_BRIEF_: The reply should hold only the lines from the one with "Where can you spot the light" through the end of the data, each given exactly.

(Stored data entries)
=== Section Start ===

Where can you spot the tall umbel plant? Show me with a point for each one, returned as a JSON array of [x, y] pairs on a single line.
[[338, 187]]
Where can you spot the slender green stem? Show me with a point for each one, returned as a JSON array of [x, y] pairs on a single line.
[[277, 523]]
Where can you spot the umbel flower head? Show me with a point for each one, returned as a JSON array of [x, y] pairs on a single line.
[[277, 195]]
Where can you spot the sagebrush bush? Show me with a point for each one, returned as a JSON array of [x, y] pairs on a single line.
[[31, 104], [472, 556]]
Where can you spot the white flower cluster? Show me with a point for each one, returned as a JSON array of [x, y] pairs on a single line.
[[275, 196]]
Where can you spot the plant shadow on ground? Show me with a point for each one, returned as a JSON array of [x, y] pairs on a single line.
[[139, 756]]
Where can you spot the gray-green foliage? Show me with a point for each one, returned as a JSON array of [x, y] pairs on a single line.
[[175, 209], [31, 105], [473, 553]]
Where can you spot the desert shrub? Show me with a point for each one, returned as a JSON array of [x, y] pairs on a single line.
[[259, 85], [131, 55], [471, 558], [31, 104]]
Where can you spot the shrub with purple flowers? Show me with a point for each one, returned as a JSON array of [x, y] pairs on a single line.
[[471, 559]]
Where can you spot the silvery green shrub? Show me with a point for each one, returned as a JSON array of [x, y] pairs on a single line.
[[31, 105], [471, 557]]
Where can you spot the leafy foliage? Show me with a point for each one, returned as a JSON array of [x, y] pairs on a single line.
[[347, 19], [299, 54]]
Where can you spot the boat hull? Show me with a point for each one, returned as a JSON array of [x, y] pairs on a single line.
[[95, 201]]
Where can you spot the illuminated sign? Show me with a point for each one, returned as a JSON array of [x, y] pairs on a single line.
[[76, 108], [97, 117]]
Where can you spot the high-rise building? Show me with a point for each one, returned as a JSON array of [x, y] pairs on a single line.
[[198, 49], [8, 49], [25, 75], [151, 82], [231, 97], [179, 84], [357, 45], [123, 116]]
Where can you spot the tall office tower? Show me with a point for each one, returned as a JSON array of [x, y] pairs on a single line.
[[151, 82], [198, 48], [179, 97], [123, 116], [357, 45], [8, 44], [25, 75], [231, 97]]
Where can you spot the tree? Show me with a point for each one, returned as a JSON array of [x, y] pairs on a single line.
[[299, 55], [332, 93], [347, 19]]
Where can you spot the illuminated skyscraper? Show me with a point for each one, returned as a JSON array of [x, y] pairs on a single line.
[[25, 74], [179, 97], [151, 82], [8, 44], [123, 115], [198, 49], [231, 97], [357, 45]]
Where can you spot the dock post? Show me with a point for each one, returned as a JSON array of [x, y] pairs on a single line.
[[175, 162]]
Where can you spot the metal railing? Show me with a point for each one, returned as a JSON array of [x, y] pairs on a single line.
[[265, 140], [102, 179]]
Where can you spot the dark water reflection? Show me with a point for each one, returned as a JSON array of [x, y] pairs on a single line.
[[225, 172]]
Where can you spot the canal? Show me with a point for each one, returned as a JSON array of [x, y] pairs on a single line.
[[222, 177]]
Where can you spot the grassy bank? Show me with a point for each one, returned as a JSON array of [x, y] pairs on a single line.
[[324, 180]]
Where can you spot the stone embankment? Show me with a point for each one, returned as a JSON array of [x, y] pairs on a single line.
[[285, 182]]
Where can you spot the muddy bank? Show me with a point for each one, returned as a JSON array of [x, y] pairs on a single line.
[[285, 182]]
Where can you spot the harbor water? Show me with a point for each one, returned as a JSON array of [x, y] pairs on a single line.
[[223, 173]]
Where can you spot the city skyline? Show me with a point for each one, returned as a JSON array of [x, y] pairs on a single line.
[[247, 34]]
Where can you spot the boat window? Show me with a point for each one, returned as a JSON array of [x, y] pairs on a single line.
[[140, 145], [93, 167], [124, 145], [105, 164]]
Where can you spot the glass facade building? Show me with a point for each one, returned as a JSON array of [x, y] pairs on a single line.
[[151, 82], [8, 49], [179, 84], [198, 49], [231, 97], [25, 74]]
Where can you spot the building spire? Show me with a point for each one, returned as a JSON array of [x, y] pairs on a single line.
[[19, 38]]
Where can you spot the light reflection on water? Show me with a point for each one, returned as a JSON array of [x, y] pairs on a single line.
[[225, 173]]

=== Section End ===

_THE ANSWER_:
Where can you spot the light reflection on water? Show me with a point for each one, returned as a JSON array of [x, y] pairs on a single line.
[[225, 173]]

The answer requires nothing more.